_TEXTO SELECCIONADO_.
▶
Además de asceta, reformador y político, Jiménez de Cisneros fue un genial creador y mecenas de instituciones y obras culturales y científicas, de corte renacentista. La Universidad de Alcalá de Henares es la más excelsa de sus creaciones en este campo. Comenzada el 14 de marzo de 1498, pudo ya abrir sus aulas en 1508. Su cabeza era el Colegio Mayor de San Ildefonso, cuyo director era ipso facto rector de la Universidad. A su lado estaba la colegiata de los Santos Justo y Pastor ampliamente reorganizada y dotada por Cisneros para que constituyese un centro de vida sacerdotal modelo. El cuadro debería completarse con la creación de un crecido número de colegios mayores y menores -18 en total-, plan que no pudo realizarse en vida del cardenal.


Inspirándose en la Universidad de París, de la cual procedía la mayor parte de los primeros profesores complutenses, se propuso convertir Alcalá en una academia humanístico-teológica, fragua de una Teología renovada al contacto directo con las fuentes en sus textos originales. Se concedía amplia libertad a las opiniones, dando albergue generoso a las tres escuelas más en boga: tomismo, escotismo y nominalismo.


Obras.- El programa humanístico y teológico preconizado por el cardenal necesitaba un esfuerzo editorial previo de textos sagrados y profanos. La primera gran empresa cisneriana en este sentido fue la Biblia Sacra Polyglota, llamada Complutense, considerada la obra más representativa del Renacimiento Español. La realización corrió a cargo de un equipo de humanistas, filólogos y orientalistas que trabajó directamente sobre los textos originales, sirviéndose de los códices que Cisneros pudo reunir. Se publicó en seis volúmenes que ofrecen paralelamente los textos originales griego, hebreo y caldeo, con traducción latina interlineal y un diccionario hebreo con su correspondiente gramática (vol. VI). La impresión fue encomendada a Guillén de Brocar, resultando un espléndido monumento tipográfico. Cisneros tuvo la alegría de ver terminada esta obra que fue el sueño de su vida. Otros planes similares de ediciones de textos clásicos y teológicos se quedaron en proyectos porque la vida de Cisneros no dio margen para nuevas empresas de esta envergadura.


Junto con estas ediciones se realizaron también, gracias al mecenazgo del cardenal, muchas otras de literatura espiritual, obras nacionales o extranjeras a través de las cuales se difundía y arraigaba sólidamente en España la literatura bajo-medieval de la mística renana y de la Devotio Moderna.
◀
_QUÉ SE PIDE_. Reescribe el pasaje del texto sobre Cisneros que empieza con "Junto con estas" y sigue hasta "la Devotio Moderna.", y cambia "mecenazgo" por "patrocinio".

Datos almacenados:
▶
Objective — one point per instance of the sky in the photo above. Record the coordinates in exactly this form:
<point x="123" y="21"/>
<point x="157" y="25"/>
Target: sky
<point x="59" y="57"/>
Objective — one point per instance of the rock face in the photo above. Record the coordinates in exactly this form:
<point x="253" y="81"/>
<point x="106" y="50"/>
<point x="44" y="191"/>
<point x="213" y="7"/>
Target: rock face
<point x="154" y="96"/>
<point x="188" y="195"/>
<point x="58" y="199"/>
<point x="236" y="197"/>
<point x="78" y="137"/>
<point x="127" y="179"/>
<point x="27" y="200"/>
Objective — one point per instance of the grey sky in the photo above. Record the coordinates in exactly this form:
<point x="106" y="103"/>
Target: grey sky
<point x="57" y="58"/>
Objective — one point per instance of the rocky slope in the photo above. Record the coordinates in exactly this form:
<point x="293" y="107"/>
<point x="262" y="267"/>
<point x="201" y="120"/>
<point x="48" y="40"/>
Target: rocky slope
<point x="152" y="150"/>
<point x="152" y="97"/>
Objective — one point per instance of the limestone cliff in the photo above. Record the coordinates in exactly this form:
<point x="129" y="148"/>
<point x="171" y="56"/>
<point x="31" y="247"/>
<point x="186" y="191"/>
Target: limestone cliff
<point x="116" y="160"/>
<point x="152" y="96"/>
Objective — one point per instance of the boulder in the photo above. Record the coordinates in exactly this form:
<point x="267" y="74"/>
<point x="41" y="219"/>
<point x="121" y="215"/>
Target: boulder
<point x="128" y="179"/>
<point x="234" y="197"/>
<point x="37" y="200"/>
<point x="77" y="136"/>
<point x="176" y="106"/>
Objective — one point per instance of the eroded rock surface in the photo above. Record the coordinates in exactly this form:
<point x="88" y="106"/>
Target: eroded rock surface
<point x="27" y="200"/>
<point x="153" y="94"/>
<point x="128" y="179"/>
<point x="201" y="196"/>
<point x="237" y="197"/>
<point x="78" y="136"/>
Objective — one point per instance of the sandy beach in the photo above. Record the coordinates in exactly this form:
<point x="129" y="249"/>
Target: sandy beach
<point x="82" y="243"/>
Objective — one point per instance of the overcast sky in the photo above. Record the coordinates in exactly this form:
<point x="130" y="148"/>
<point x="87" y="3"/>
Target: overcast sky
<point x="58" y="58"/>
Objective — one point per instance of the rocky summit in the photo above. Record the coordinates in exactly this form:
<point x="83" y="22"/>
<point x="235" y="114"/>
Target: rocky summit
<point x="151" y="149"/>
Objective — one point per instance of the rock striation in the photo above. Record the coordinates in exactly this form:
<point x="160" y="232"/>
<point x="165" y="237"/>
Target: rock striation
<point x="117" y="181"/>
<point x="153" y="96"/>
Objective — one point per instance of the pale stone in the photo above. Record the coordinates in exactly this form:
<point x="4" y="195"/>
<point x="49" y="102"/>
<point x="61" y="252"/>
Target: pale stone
◀
_ESPACIO DE RESPUESTA_.
Junto con estas ediciones se realizaron también, gracias al patrocinio del cardenal, muchas otras de literatura espiritual, obras nacionales o extranjeras a través de las cuales se difundía y arraigaba sólidamente en España la literatura bajo-medieval de la mística renana y de la Devotio Moderna.